* Work to do: Return only this: the line with "Locate the white minibus" and all the lines that follow it below, through the final one, exactly as they are.

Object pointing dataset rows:
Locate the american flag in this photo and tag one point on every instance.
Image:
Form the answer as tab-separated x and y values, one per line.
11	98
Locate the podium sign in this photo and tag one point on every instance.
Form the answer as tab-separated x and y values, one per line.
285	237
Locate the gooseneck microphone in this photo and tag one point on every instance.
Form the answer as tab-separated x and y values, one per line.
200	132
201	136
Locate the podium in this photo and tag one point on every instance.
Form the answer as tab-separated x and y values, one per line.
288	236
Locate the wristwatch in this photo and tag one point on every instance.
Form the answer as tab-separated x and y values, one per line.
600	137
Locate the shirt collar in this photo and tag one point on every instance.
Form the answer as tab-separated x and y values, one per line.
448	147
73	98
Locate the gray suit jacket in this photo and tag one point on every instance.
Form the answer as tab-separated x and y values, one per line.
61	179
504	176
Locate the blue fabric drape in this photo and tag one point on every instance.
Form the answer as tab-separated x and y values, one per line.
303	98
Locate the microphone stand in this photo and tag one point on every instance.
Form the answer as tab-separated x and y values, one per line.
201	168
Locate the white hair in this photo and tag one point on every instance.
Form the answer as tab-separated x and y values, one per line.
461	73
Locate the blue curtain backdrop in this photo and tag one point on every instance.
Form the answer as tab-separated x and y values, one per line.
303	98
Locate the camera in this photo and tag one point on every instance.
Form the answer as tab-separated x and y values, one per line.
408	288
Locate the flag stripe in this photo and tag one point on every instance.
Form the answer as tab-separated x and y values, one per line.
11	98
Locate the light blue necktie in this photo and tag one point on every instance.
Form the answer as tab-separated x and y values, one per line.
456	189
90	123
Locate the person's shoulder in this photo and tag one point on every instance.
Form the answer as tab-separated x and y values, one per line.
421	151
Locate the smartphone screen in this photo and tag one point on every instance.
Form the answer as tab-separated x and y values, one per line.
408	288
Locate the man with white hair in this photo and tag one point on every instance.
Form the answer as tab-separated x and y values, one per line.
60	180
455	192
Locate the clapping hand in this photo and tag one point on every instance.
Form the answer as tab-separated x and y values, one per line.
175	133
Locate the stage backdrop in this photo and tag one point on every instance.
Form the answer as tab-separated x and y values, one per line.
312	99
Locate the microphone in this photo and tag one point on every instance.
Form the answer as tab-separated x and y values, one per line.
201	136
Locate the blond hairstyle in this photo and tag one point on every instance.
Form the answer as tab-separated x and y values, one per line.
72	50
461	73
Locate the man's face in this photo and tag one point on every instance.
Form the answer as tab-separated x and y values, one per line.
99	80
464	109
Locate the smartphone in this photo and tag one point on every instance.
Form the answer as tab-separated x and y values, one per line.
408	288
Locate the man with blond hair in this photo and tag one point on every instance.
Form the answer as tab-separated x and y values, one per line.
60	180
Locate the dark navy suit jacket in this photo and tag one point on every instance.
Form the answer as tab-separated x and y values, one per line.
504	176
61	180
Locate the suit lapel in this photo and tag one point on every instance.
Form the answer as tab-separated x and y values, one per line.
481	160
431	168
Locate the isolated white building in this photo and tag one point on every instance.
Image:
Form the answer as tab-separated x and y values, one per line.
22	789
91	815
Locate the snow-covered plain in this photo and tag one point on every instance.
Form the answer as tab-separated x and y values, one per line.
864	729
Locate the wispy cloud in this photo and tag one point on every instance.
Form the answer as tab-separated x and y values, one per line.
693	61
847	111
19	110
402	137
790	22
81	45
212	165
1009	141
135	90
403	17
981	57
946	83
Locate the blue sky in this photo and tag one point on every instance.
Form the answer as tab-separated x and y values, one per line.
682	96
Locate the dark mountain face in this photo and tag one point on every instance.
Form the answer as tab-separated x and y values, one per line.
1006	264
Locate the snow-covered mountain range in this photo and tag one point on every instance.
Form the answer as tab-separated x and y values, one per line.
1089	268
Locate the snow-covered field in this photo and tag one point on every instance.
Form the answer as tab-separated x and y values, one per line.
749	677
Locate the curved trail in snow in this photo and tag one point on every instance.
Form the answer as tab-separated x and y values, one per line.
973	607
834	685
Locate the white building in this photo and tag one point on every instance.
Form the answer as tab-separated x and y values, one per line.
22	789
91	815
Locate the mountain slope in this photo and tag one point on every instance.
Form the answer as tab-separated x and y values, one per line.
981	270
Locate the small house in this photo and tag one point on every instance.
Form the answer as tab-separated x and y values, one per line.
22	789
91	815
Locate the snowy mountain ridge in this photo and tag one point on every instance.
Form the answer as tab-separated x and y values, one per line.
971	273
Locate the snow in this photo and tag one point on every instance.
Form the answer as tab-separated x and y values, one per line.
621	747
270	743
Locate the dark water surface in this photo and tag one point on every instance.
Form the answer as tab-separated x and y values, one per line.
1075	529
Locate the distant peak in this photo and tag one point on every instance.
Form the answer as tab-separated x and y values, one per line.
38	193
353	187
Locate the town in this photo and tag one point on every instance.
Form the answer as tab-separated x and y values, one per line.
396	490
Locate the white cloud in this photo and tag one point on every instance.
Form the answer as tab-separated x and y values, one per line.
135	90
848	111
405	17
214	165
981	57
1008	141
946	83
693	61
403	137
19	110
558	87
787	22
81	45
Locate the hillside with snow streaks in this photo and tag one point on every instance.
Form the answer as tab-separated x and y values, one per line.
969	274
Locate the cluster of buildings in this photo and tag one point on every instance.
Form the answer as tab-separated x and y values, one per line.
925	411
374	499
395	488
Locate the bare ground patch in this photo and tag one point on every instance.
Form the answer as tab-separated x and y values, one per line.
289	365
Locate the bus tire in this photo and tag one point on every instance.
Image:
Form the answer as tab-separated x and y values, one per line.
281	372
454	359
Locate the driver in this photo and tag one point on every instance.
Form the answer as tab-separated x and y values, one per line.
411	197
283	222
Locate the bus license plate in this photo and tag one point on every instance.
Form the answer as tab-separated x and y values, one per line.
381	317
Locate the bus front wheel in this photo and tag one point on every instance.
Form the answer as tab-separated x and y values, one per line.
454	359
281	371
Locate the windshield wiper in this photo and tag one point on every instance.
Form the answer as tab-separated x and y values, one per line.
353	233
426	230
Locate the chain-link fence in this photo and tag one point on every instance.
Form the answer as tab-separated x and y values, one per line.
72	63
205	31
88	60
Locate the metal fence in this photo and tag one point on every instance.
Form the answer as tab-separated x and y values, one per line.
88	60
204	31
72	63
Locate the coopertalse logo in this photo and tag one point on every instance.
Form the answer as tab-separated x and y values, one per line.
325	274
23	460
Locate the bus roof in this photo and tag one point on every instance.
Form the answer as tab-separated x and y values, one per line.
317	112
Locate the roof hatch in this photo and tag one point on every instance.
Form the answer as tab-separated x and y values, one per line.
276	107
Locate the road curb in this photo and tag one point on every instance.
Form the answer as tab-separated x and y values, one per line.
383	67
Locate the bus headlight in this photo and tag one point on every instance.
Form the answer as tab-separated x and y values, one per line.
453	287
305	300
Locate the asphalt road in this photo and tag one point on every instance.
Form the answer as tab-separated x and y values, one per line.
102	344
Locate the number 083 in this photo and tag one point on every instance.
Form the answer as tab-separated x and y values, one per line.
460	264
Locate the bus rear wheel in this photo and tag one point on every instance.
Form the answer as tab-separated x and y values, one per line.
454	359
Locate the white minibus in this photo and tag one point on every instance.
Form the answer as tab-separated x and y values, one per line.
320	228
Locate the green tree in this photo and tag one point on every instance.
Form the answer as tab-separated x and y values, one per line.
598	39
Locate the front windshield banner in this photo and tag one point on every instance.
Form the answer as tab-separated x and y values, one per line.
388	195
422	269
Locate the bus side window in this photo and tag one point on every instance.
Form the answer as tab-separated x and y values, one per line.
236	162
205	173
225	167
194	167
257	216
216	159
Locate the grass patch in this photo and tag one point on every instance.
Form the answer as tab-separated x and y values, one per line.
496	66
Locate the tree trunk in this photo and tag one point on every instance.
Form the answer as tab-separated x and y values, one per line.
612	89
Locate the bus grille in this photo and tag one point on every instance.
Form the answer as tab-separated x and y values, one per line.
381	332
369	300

* Final answer:
Locate the white minibus in this photo and tag one point on every instance.
Form the answer as tab-separated x and y values, one per line.
320	228
Locate the green tree in this photo and tag one point on every instance.
Form the answer as tab-separated x and y values, one per line.
598	39
Locate the front windshield banner in this photo and tag one point on every instance.
Form the answer as tab-separated x and y values, one per line.
388	195
422	269
Locate the bus side window in this photo and tag one point on every instance.
Form the answer as tab-separated x and y values, one per line.
236	162
205	173
225	167
194	167
257	216
216	159
Locate the grass patch in this photo and tag one point on every instance.
Form the answer as tab-separated x and y values, one per line.
496	66
Locate the tree trunk in this photo and tag one point on every instance.
Form the answer as tab-separated x and y values, one per line.
612	89
Locate the bus grille in this photo and tag one point on every instance.
Form the answer as tab-separated x and y values, one per line.
381	332
369	300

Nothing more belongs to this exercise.